[Task objective]: Would you please transcribe the data in full and exactly, excluding images?

[Data for processing]:
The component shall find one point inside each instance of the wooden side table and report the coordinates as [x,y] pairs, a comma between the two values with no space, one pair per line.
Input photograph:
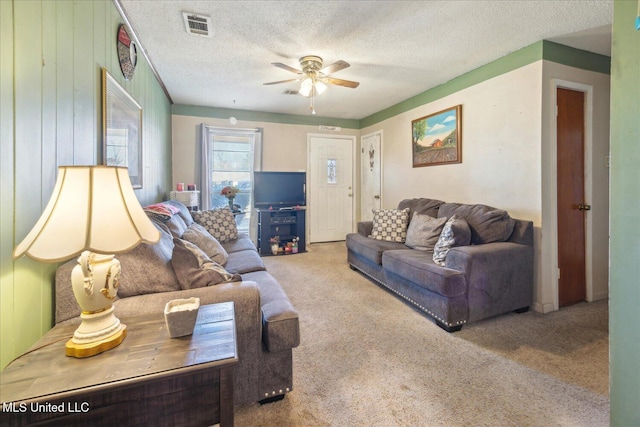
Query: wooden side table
[148,379]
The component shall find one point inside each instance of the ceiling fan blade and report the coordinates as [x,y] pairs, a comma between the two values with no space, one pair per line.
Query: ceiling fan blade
[336,66]
[286,67]
[340,82]
[281,81]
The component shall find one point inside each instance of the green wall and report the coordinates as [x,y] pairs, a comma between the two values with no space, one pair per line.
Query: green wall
[624,281]
[52,53]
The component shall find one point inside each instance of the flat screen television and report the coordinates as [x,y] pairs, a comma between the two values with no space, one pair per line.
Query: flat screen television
[279,189]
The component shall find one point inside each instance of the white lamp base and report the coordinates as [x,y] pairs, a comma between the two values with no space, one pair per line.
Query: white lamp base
[95,285]
[98,332]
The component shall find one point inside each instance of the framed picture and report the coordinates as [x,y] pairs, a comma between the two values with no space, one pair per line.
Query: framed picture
[436,139]
[122,129]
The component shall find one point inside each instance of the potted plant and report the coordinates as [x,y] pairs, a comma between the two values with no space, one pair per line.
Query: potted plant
[230,193]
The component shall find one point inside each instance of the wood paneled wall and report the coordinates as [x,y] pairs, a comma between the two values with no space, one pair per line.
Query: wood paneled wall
[52,53]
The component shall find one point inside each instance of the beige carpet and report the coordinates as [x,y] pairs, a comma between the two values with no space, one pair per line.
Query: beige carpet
[366,358]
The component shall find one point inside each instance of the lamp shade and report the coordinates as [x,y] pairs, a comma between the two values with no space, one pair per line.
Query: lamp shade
[92,208]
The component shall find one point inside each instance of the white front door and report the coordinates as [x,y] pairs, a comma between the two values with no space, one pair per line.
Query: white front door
[330,187]
[370,175]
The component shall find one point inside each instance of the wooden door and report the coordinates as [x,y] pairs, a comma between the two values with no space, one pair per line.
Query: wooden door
[330,188]
[571,204]
[370,175]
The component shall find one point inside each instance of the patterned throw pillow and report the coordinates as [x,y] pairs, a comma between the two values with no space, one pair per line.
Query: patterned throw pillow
[220,223]
[456,232]
[200,237]
[390,224]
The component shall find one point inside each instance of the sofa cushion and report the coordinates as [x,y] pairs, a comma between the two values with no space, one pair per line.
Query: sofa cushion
[370,249]
[242,243]
[199,236]
[455,232]
[219,222]
[280,325]
[176,226]
[147,268]
[246,261]
[418,267]
[423,231]
[390,224]
[487,224]
[161,211]
[422,206]
[194,269]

[Answer to this exercise]:
The component shall find one point inside each instance of the wooden side table and report the coordinates as [x,y] pairs, a comma between the two values with no space, one pair per line.
Input photograph:
Query: wooden side table
[148,379]
The component shall find one point inside each instance of the ceiling fan blade and report the coordinates as [x,y] pairs, a comma between the two values with no space, one pair per line.
Query: ceiling fan blade
[336,66]
[286,67]
[340,82]
[281,81]
The component shall find one point inside each instance of the green wall and report the coordinates as [x,y] pairs, a comma between the two values with no space, one pair per line.
Query: green wall
[624,281]
[52,53]
The component shall find one point inside each instance of the flat screen television and report the coordinates as [x,y] pairs, a comma between the two values with no space, one pair per line.
Query: flat screen television
[279,189]
The component shall find one point inside each instance of the white lamp base and report the coordinates as [x,y] pairs, a comma between the two values with no space, one pair per line.
Query: white lamp base
[95,285]
[98,332]
The component shall find one point inside each instance of the framed picture and report the coordinates as [x,y] pairs, a comma between the two values with no space, one pair per line.
Query: framed picture
[436,139]
[122,129]
The component shall find one point inside each instance of the potted plant and report the coordinates as [x,y] pairs, a comma between the two values with no space, one pair per line.
Query: potted plant
[230,193]
The component shall find one point inside each instance of the wood paneled wall and report the coordinates as [x,y] pairs, a comma between the two values with no space, one pair per line.
Query: wood paneled wall
[52,53]
The component shall find one point inside each instance of the beige carpet and report the coordinates as [x,y] pairs, a comma between the two values with no space, one pair per line.
Query: beige carpet
[366,358]
The component shall find one point inside each instance of the lamp shade and report the coordinates as [x,y] pairs, a comma between the two values with no space, one pair per line.
Query: lamp shade
[92,208]
The component shall find one point inside each instance of the white front door and report the coordinates as [x,y] pairs, a comma between the two values with no space, one pair per line.
Query: white front door
[330,187]
[370,175]
The component shall find one point inside each instance of the wooden door and report the coordinates as [x,y] pairs, a comma between the two values with no space, one pair per line.
Query: wooden door
[330,188]
[571,204]
[370,175]
The component shall find one point inside each instance of the patterned throw pillow and report the coordinates as [x,y] pairs, a comma between the two values with no space, one pair per line.
Query: patterned throw pillow
[220,223]
[456,232]
[200,237]
[390,224]
The component shall find one point inside each instance of the sofa cushion and report the coordinates as [x,y] pairs, a comma between the two values with no space, one pair per line.
Query: sofa cushion
[370,249]
[242,243]
[199,236]
[455,232]
[219,222]
[280,325]
[176,226]
[147,268]
[246,261]
[418,267]
[423,231]
[390,224]
[487,224]
[161,211]
[422,206]
[194,269]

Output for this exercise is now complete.